**Instruction:**
Copy out the lines between the one holding "Locate antenna on roof." and the one holding "[0,35,239,270]", both included, word for word in the items below.

______________________________

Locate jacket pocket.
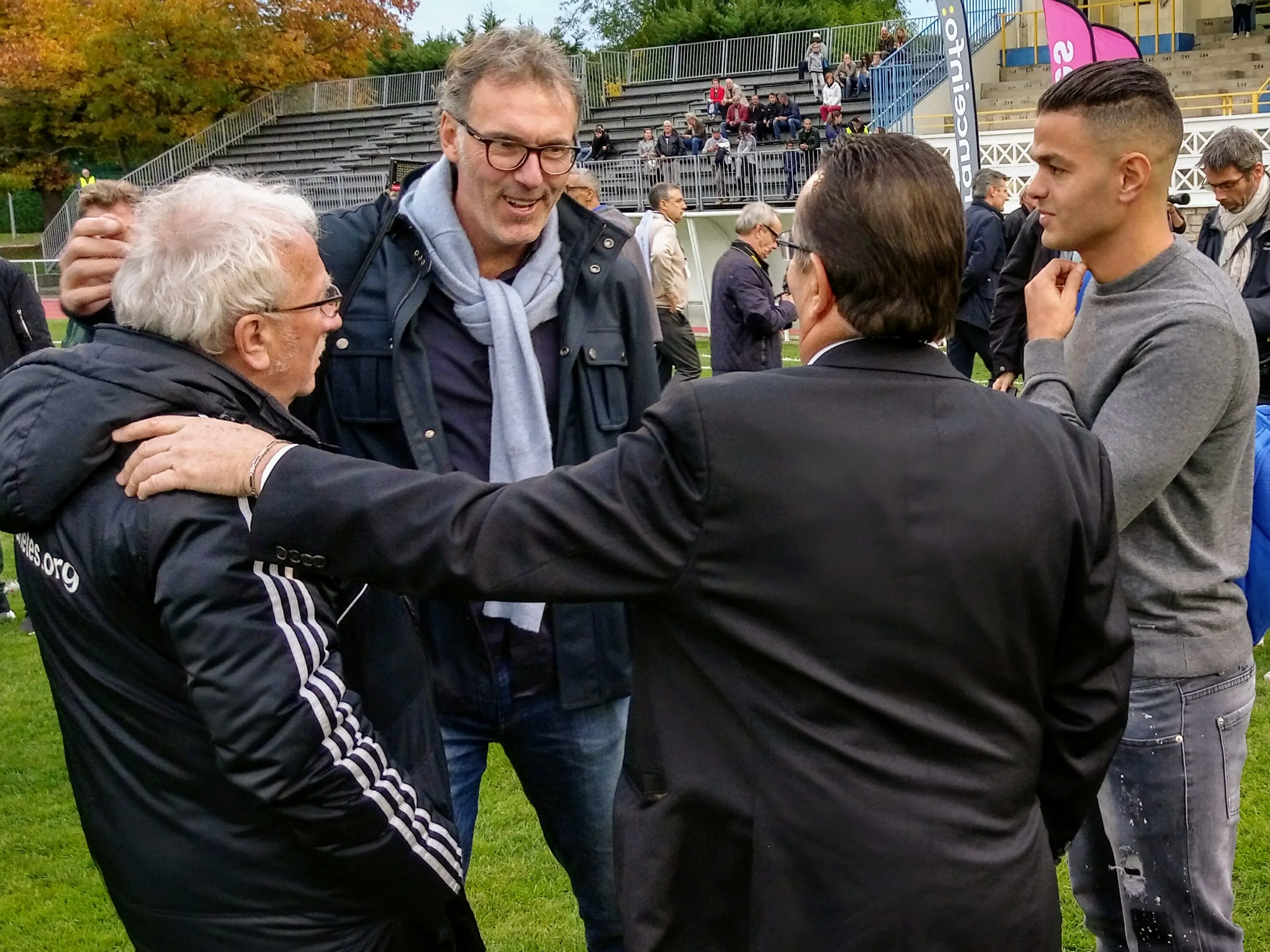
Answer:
[582,331,630,433]
[326,349,398,423]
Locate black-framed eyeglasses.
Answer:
[269,284,344,317]
[776,235,812,262]
[456,119,582,175]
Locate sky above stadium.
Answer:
[410,0,935,37]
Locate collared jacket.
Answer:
[0,258,53,370]
[710,241,798,377]
[1195,208,1270,404]
[956,198,1006,330]
[0,326,482,952]
[294,178,659,714]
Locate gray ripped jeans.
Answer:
[1069,658,1256,952]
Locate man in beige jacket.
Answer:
[636,182,701,387]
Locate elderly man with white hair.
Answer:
[710,202,798,377]
[0,172,484,952]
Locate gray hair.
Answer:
[1199,126,1262,175]
[437,26,582,123]
[569,165,600,198]
[735,202,781,235]
[112,172,318,356]
[970,169,1008,198]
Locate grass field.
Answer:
[0,347,1270,952]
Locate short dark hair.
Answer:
[794,134,965,343]
[648,182,680,212]
[1036,60,1182,160]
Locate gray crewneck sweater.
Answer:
[1024,238,1257,678]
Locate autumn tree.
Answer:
[0,0,415,225]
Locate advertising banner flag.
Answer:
[1090,23,1142,62]
[938,0,979,204]
[1042,0,1097,82]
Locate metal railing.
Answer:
[587,148,823,211]
[587,16,936,108]
[869,0,1016,133]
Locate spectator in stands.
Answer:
[838,50,860,99]
[802,33,833,102]
[824,110,846,151]
[564,168,662,344]
[798,116,820,175]
[876,24,896,62]
[706,76,728,122]
[820,70,842,122]
[635,182,701,387]
[1230,2,1252,40]
[725,96,749,136]
[732,122,758,198]
[656,119,690,182]
[1196,126,1270,404]
[782,138,802,202]
[701,123,744,204]
[749,93,781,142]
[683,113,710,155]
[587,126,617,162]
[710,202,798,377]
[635,130,656,175]
[62,179,141,348]
[949,169,1010,377]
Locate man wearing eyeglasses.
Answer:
[710,202,798,377]
[55,28,659,952]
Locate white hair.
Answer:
[735,202,781,235]
[112,172,318,354]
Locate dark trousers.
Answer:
[949,321,992,377]
[1069,658,1257,952]
[656,307,701,387]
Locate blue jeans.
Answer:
[441,664,628,952]
[1069,659,1256,952]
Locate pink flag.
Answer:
[1090,23,1142,62]
[1042,0,1095,82]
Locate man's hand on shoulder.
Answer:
[58,214,130,315]
[1024,258,1087,340]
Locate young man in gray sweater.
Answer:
[1024,60,1257,952]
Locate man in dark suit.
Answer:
[949,169,1008,377]
[117,136,1132,952]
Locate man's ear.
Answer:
[234,314,273,373]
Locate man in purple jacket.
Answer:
[710,202,798,377]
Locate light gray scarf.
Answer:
[1217,175,1270,291]
[401,159,564,632]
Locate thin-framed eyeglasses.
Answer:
[269,284,344,317]
[455,119,582,175]
[776,234,812,262]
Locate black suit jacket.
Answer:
[253,342,1133,952]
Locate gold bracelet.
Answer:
[246,439,287,499]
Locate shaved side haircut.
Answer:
[1036,60,1182,171]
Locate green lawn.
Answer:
[0,444,1270,952]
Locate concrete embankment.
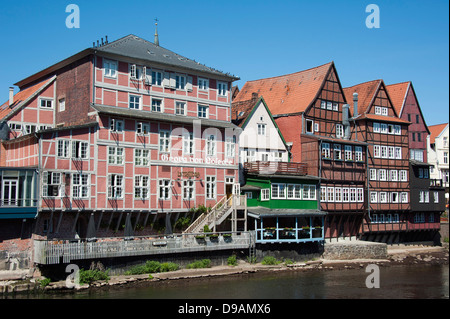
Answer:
[0,243,449,295]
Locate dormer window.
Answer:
[40,99,53,109]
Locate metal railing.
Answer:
[33,231,254,265]
[0,198,39,208]
[244,161,308,175]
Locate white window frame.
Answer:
[175,101,187,115]
[333,144,342,161]
[322,143,331,159]
[334,187,342,203]
[134,148,150,166]
[261,188,270,201]
[128,94,142,110]
[42,171,64,198]
[373,122,381,133]
[217,81,228,97]
[103,59,118,79]
[109,118,125,133]
[151,98,164,113]
[183,179,195,200]
[39,97,53,109]
[197,104,209,119]
[258,123,267,136]
[71,173,90,198]
[136,122,150,135]
[133,175,150,200]
[108,174,124,199]
[271,183,286,199]
[72,140,89,159]
[158,130,171,153]
[205,176,217,199]
[58,99,66,112]
[197,77,209,91]
[336,124,344,138]
[57,140,71,158]
[158,178,172,200]
[108,146,125,165]
[183,132,195,155]
[355,146,363,162]
[152,70,163,86]
[302,184,317,200]
[344,145,353,161]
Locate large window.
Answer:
[183,180,195,200]
[108,174,123,198]
[134,149,150,166]
[134,175,150,199]
[42,172,63,197]
[158,179,171,199]
[206,176,216,199]
[108,146,123,165]
[159,131,170,153]
[103,59,117,78]
[72,173,89,198]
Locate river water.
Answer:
[30,265,449,299]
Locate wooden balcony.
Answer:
[244,161,308,175]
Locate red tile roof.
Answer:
[234,62,333,115]
[343,80,382,115]
[386,82,411,116]
[356,113,411,124]
[428,123,448,144]
[0,77,54,120]
[231,98,259,127]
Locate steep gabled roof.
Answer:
[96,34,239,81]
[0,76,56,120]
[231,96,288,149]
[344,80,382,115]
[15,34,239,88]
[386,81,430,134]
[428,123,448,144]
[235,62,334,115]
[386,82,411,116]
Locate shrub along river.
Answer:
[27,265,449,299]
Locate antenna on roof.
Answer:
[154,18,159,46]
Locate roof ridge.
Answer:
[342,79,384,90]
[247,61,333,82]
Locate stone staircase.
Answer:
[183,195,240,233]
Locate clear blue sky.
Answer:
[0,0,449,125]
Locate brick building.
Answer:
[0,35,239,270]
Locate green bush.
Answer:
[37,278,52,288]
[227,255,237,266]
[125,260,180,275]
[80,269,109,284]
[186,259,211,269]
[159,262,180,272]
[261,256,281,265]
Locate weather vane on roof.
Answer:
[154,18,159,46]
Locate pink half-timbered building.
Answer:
[0,35,239,252]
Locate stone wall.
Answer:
[322,240,387,260]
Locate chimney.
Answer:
[342,104,350,140]
[353,92,358,118]
[9,87,14,107]
[154,19,159,46]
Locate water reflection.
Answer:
[15,265,449,299]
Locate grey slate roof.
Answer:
[91,104,240,130]
[96,34,239,81]
[247,206,327,218]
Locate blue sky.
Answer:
[0,0,449,125]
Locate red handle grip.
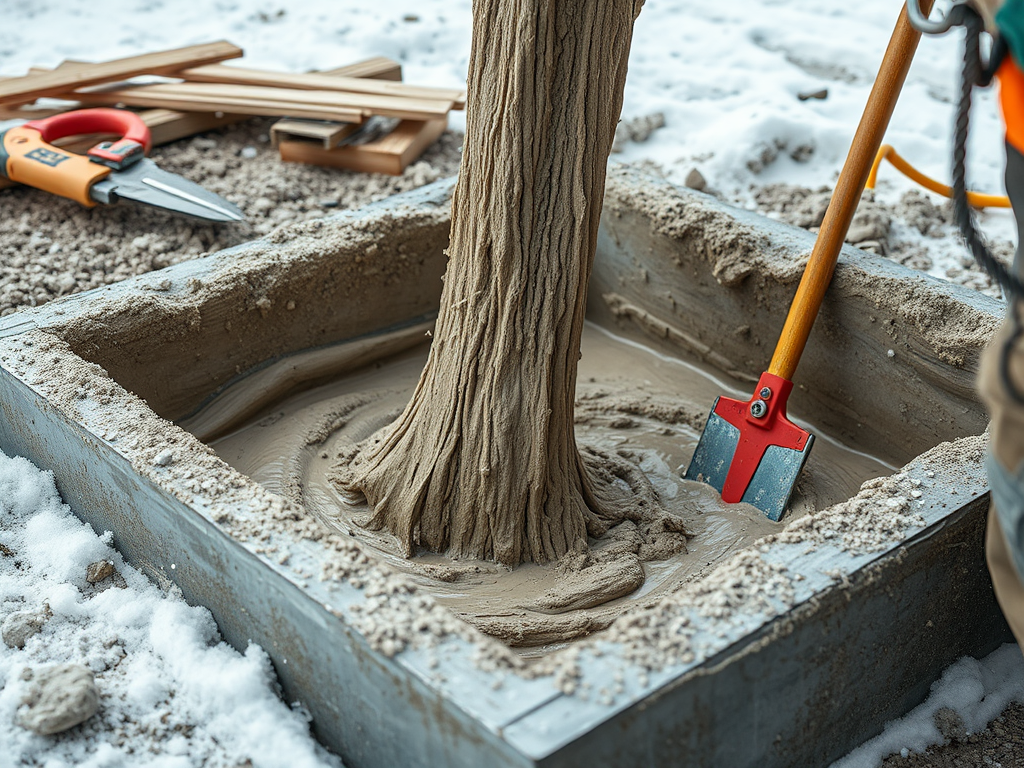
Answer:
[24,108,153,155]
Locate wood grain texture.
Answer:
[345,0,640,566]
[175,65,466,109]
[67,86,364,123]
[0,40,242,104]
[278,118,447,176]
[74,83,452,122]
[768,0,932,381]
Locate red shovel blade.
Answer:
[685,373,814,520]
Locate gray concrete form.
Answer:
[0,172,1009,768]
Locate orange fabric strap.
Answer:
[995,55,1024,154]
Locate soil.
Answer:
[754,184,1015,297]
[881,703,1024,768]
[201,326,889,646]
[0,115,462,315]
[0,121,1011,765]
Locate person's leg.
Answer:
[978,313,1024,648]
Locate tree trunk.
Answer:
[345,0,642,566]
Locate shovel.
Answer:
[684,0,932,520]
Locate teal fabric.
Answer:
[985,454,1024,582]
[995,0,1024,65]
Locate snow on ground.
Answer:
[0,0,1015,276]
[0,0,1022,766]
[0,453,341,768]
[831,643,1024,768]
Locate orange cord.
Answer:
[865,144,1010,208]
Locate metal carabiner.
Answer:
[906,0,968,35]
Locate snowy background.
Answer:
[0,0,1024,768]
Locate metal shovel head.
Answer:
[684,374,814,521]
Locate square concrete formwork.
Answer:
[0,170,1010,768]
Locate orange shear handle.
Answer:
[0,110,151,208]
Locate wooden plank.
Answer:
[0,40,242,104]
[73,83,452,122]
[270,118,358,150]
[68,89,362,123]
[270,56,401,150]
[175,65,466,110]
[278,118,447,176]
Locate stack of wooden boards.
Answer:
[0,41,466,175]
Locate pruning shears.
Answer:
[0,109,245,221]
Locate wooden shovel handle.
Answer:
[768,0,933,381]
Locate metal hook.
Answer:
[906,0,967,35]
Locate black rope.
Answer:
[950,5,1024,406]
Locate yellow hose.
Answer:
[866,144,1010,208]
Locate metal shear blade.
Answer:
[89,158,245,221]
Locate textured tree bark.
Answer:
[344,0,642,565]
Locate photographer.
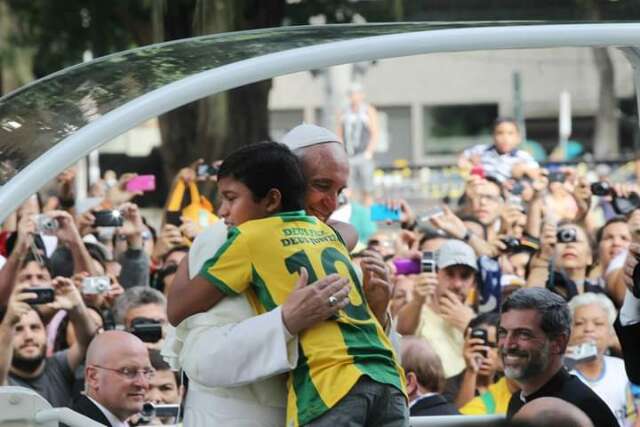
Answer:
[113,286,168,349]
[0,277,96,407]
[444,313,502,408]
[397,240,478,377]
[527,222,605,301]
[567,293,636,426]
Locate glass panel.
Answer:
[0,23,516,184]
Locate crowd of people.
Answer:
[0,116,640,427]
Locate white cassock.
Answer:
[162,221,298,427]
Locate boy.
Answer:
[192,143,408,426]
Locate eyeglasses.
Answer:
[91,365,156,381]
[475,194,502,203]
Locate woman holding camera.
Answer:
[569,293,638,426]
[527,222,605,301]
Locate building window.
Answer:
[423,104,498,155]
[269,109,304,141]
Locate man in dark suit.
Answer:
[498,288,619,427]
[614,242,640,384]
[401,337,460,417]
[72,331,154,427]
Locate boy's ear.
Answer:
[264,188,282,214]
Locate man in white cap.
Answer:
[163,124,391,426]
[398,239,478,378]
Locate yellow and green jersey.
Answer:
[200,211,405,425]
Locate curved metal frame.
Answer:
[0,23,640,221]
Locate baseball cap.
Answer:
[436,239,478,271]
[281,123,340,151]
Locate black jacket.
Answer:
[614,317,640,384]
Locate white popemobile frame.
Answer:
[0,23,640,221]
[0,23,640,427]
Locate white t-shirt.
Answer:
[572,356,633,426]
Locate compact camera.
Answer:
[500,236,520,251]
[564,342,598,369]
[36,215,60,234]
[196,164,218,178]
[556,228,577,243]
[93,209,124,227]
[140,402,180,418]
[591,182,640,215]
[82,276,111,295]
[129,317,162,342]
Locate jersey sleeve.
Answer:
[200,229,251,295]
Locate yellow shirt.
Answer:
[200,211,405,425]
[460,377,511,415]
[416,305,465,378]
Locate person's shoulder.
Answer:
[604,356,627,378]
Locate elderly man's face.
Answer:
[498,310,551,382]
[16,261,51,288]
[302,143,349,222]
[87,342,153,419]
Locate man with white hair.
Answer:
[569,292,636,426]
[163,124,391,426]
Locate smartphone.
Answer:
[22,288,55,305]
[422,251,436,273]
[420,206,444,221]
[196,163,219,178]
[471,328,489,358]
[93,209,124,227]
[471,165,484,178]
[511,181,525,196]
[164,211,182,227]
[127,175,156,193]
[549,171,567,183]
[371,203,400,221]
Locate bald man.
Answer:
[513,397,593,427]
[72,331,154,427]
[400,336,460,416]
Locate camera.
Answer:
[93,209,124,227]
[82,276,111,295]
[196,164,218,178]
[564,342,598,369]
[556,228,577,243]
[22,287,55,305]
[129,317,162,342]
[140,402,180,418]
[420,251,436,273]
[591,182,611,197]
[35,215,60,234]
[471,328,489,358]
[612,193,640,215]
[549,171,567,183]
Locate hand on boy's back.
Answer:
[282,268,351,335]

______________________________

**Correct result:**
Locate antenna on roof.
Answer:
[154,18,159,46]
Locate roof ridge.
Answer:
[342,79,384,90]
[247,61,333,82]
Locate stone staircase.
Answer:
[183,195,240,233]
Locate clear blue sky.
Answer:
[0,0,449,125]
Locate brick building.
Answer:
[0,35,239,270]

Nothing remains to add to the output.